** START OF Stored records **

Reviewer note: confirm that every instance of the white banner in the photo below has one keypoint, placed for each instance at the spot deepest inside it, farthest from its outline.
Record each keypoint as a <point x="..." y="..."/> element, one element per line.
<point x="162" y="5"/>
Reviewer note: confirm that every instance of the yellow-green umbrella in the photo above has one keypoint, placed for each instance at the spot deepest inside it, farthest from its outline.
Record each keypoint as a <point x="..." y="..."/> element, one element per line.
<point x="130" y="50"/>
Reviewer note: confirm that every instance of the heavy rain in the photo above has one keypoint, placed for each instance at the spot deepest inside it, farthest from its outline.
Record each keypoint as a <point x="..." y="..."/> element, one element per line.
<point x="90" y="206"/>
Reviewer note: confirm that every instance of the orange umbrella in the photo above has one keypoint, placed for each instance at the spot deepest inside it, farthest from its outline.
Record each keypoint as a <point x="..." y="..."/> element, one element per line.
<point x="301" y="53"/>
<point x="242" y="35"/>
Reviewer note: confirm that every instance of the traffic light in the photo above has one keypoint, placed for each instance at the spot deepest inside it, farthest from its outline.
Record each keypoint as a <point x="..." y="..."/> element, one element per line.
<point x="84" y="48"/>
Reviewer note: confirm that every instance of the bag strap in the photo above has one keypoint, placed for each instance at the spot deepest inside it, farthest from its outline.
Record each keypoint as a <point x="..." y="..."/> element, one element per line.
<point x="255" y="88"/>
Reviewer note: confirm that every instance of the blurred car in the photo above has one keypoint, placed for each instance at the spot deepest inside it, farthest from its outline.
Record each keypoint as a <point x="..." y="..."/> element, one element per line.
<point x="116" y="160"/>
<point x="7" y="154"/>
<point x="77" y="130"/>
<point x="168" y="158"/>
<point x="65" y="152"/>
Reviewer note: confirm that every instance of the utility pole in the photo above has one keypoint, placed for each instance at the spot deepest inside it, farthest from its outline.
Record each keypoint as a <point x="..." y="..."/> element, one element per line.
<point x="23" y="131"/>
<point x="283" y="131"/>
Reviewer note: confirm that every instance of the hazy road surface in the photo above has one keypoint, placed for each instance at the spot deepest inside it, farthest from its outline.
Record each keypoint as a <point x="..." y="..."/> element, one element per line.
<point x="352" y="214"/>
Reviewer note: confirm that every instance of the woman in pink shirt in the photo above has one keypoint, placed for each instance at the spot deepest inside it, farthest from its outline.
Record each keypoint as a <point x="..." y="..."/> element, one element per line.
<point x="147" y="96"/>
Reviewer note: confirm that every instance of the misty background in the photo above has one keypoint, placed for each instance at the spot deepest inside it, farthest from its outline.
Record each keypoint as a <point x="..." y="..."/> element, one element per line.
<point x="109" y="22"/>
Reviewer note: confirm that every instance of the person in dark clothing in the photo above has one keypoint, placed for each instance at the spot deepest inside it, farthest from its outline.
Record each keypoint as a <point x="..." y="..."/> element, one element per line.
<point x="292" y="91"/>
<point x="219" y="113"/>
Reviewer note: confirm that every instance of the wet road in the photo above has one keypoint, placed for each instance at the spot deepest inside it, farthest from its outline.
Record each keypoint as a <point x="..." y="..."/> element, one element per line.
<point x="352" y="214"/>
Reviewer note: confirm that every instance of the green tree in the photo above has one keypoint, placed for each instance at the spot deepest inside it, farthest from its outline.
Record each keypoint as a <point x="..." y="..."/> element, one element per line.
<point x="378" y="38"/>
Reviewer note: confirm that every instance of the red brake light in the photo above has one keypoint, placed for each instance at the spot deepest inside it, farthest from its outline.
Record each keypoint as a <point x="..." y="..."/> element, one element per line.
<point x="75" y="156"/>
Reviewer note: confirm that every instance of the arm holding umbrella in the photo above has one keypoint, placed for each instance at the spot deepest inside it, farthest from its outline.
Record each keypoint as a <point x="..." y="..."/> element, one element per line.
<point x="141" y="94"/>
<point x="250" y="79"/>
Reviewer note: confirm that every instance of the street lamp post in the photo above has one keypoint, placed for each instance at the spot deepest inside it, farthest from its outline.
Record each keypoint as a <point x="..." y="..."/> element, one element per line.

** END OF Stored records **

> Written instruction
Nothing should be changed: write out all of the data as is.

> Task solution
Reviewer note: confirm that every instance of the white banner in the photo below has one keypoint, placed for each instance at the spot deepest inside it, farthest from its outline.
Record each keypoint as a <point x="..." y="..."/> element, one element per line.
<point x="162" y="5"/>
Reviewer note: confirm that every instance of the yellow-green umbrella in the photo above has one keypoint, placed for each instance at the spot deepest inside it, farthest from its outline.
Record each keypoint as a <point x="..." y="..."/> element, one element per line.
<point x="130" y="50"/>
Reviewer note: confirm that every instance of the heavy rain in the photo above has one keypoint, placed for each instance at the spot deepest inside it, farthest from its outline.
Record each keypoint as a <point x="..." y="..."/> element, one element per line.
<point x="90" y="206"/>
Reviewer note: confirm that every instance of the orange umbrella in the photo above has one keypoint, placed for each instance at the spot deepest inside it, farthest from its outline.
Record each keypoint as a <point x="..." y="..."/> element, one element per line.
<point x="301" y="53"/>
<point x="242" y="35"/>
Reviewer note: confirm that every instance of the traffic light in the photo above has one keypoint, placed for each instance at the spot deepest inside it, farthest from its outline.
Record each keypoint as a <point x="..." y="..."/> element, one element per line.
<point x="84" y="48"/>
Reviewer note: confirm that every instance of the bag strap in the photo above has one keypoint, placed for each instance at the spot deepest inside it, farthest from its outline.
Record each keypoint as a <point x="..." y="..."/> element, one element per line.
<point x="255" y="88"/>
Reviewer note: confirm that every instance of the blurred car in the photo above has one keypoint, placed for each instance at the spot deepest inside it, farthest from its outline.
Record each keypoint as a <point x="..." y="..."/> element, one element per line.
<point x="116" y="160"/>
<point x="7" y="154"/>
<point x="77" y="130"/>
<point x="168" y="158"/>
<point x="65" y="152"/>
Reviewer note: confirm that every instance of the utility pole in the photo above has one keypoint, placed for each instance at the spot deepest inside it, farthest from its outline.
Record each keypoint as a <point x="..." y="..."/> element, one element per line.
<point x="23" y="131"/>
<point x="283" y="131"/>
Reviewer note: confirm that every instance of the hazy road surface in the photo above has one keypoint, placed for each instance at the spot deepest inside it, farthest from its outline.
Record each keypoint as a <point x="..." y="..."/> element, one element per line.
<point x="352" y="214"/>
Reviewer note: confirm that every instance of the woman in pink shirt in the photo above has one keypoint, placed for each instance at the spot deepest inside it, farthest from its outline.
Record each keypoint as a <point x="..." y="..."/> element, one element per line.
<point x="147" y="96"/>
Reviewer note: confirm that every instance of the misty background in the photo above has one keypoint, placed for each instance at the spot deepest inside it, farthest from its outline.
Record each keypoint as a <point x="..." y="..."/> element, one element per line.
<point x="109" y="22"/>
Reviewer note: confirm that every instance of the person in dark clothing in the photo above has one keypoint, placed for each instance at the spot deepest inside it, farthest from its outline.
Record each keypoint as a <point x="..." y="..."/> element, one element per line.
<point x="292" y="91"/>
<point x="219" y="113"/>
Reviewer note: confirm that every instance of the wet road in the photo above has one keypoint, placed for each instance at the spot deepest inside it, farthest from its outline.
Record each keypoint as a <point x="..." y="..."/> element, one element per line.
<point x="352" y="214"/>
Reviewer note: confirm that every instance of the green tree in the photo above has one keypoint, placed for each instance at the spot deepest inside it, farthest from its outline.
Record each keypoint as a <point x="..." y="..."/> element, one element per line.
<point x="378" y="38"/>
Reviewer note: confirm that every instance of the red brake light in the photo above has one keypoint, placed for each instance at the spot deepest inside it, farthest from its outline.
Record each keypoint as a <point x="..." y="..."/> element, one element per line.
<point x="75" y="156"/>
Reviewer note: confirm that every instance of the arm holding umbrella in the photo above has one keypoint, placed for each instance at the spot deepest inside it, farthest from its outline.
Record each keypoint as a <point x="..." y="..."/> element, one element per line.
<point x="141" y="94"/>
<point x="250" y="79"/>
Reviewer note: confirm that every instance of the street lamp post in the photo above has one keypoint, placed for each instance at the spot deepest inside it, farthest from its outline.
Record each keypoint as a <point x="..." y="..."/> element, one element per line.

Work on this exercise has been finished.